[Records provided]:
□ □ □

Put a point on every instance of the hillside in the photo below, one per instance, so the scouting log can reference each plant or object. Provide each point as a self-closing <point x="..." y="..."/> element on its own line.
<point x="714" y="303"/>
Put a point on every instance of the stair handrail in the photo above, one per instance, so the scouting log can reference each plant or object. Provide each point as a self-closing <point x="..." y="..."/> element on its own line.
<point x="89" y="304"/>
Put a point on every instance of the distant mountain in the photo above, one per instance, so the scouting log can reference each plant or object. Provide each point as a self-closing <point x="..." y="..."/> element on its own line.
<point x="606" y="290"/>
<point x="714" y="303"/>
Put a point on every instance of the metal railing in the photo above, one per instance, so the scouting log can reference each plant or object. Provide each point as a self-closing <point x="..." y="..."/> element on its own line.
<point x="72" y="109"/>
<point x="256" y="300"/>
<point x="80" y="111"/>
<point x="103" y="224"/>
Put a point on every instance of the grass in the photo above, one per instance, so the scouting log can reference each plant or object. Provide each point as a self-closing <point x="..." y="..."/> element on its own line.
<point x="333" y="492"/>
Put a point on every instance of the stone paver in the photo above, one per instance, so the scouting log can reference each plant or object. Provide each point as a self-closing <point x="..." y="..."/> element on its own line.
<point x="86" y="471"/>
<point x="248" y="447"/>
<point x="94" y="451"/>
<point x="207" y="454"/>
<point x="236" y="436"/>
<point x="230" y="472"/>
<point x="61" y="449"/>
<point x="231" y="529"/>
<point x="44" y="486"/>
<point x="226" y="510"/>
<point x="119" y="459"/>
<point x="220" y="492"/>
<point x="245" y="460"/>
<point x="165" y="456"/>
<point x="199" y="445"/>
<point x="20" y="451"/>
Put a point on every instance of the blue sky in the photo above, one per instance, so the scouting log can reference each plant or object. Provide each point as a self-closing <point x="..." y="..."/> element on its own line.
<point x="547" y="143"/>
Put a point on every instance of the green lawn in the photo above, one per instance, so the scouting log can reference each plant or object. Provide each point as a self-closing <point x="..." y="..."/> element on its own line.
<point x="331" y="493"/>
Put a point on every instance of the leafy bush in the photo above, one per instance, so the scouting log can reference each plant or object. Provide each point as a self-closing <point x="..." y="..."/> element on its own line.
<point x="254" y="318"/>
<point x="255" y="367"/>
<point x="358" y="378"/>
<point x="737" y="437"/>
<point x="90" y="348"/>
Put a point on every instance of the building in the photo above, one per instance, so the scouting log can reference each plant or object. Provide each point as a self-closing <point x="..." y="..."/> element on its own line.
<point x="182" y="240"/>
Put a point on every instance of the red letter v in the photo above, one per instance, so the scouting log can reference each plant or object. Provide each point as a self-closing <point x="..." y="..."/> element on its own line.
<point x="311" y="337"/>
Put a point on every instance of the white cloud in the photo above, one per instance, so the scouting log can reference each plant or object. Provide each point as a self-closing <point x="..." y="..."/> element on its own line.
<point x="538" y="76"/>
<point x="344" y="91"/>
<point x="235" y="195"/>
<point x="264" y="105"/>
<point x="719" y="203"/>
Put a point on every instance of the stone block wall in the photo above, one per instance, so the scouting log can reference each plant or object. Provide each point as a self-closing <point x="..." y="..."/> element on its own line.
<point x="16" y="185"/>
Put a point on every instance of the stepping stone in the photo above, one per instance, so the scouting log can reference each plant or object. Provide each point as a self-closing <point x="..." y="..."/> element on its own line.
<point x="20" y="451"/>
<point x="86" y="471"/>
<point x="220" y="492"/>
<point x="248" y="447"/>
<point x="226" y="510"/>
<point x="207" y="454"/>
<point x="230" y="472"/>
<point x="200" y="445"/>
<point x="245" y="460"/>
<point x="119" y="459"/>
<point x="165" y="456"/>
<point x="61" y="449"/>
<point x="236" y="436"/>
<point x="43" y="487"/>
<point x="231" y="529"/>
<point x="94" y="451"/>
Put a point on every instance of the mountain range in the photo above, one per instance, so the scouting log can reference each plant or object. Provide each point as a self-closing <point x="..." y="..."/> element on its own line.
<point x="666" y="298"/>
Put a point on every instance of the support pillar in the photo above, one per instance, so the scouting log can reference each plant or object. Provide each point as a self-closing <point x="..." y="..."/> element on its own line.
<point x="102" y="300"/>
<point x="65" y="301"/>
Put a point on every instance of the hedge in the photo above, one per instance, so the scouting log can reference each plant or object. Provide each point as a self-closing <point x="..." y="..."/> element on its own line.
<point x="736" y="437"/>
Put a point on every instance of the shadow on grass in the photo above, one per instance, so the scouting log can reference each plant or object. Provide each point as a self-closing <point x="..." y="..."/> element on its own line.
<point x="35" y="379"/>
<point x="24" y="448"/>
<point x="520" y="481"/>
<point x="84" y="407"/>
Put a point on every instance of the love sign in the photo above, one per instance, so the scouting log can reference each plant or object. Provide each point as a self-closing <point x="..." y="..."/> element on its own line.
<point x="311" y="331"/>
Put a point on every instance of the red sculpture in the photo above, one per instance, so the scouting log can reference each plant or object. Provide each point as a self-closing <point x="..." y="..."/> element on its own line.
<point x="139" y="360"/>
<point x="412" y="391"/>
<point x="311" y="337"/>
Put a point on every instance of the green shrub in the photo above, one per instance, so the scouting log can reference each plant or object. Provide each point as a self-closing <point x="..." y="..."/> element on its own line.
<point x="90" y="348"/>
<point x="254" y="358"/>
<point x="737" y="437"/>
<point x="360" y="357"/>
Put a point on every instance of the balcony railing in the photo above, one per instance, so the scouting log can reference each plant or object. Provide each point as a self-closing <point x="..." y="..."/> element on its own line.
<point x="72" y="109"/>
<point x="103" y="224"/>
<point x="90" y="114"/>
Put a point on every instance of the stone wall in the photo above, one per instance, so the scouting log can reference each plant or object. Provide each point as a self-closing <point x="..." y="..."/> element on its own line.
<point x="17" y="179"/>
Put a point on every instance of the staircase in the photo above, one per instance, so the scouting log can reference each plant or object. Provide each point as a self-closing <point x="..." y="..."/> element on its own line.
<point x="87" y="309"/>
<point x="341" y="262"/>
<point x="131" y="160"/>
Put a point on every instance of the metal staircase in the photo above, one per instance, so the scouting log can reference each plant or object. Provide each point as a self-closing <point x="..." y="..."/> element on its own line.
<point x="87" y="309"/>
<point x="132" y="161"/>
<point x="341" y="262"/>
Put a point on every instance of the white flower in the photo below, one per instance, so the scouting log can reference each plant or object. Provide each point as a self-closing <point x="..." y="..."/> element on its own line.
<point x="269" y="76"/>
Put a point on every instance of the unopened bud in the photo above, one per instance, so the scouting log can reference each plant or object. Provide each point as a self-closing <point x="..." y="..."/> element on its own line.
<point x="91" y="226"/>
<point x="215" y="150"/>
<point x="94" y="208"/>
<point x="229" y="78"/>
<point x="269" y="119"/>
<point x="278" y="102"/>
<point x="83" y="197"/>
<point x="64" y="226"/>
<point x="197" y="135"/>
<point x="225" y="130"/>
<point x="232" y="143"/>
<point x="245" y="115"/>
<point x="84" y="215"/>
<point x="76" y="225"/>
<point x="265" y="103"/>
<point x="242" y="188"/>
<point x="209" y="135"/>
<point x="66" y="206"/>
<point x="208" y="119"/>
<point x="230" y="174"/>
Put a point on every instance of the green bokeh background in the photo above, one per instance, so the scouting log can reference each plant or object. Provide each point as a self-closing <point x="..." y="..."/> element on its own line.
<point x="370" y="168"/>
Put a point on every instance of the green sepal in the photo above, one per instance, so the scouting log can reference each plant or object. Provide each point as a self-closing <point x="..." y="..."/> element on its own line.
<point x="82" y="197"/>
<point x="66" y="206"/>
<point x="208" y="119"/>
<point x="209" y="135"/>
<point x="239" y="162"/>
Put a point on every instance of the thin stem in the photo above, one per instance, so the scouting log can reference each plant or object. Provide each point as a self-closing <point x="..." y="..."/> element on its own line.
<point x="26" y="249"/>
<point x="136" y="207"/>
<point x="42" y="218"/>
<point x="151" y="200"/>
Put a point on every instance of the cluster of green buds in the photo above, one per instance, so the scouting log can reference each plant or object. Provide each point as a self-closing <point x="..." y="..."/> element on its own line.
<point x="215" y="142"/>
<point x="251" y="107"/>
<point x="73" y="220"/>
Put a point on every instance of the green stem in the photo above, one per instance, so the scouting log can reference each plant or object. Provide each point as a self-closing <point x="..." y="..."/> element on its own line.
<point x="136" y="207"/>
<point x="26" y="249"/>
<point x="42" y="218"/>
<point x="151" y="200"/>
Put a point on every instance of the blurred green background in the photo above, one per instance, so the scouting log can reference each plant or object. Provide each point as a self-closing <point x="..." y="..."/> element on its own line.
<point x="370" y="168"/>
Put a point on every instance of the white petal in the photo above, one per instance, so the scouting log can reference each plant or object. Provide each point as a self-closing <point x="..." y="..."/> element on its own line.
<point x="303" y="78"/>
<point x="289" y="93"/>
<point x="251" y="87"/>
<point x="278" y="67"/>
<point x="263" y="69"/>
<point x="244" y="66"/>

□ □ □

[Task to complete]:
Respond with the lines above, from the one that holds "Put a point on every instance of the white petal" to the end of the listing, each repeated exactly, and with no other material.

[Answer section]:
Put a point on every instance of the white petal in the photo above, one per instance, so the scouting log can reference each plant or object. Provide each point as a self-closing <point x="..." y="..."/> element on its own line.
<point x="303" y="78"/>
<point x="289" y="93"/>
<point x="251" y="87"/>
<point x="278" y="67"/>
<point x="263" y="69"/>
<point x="244" y="66"/>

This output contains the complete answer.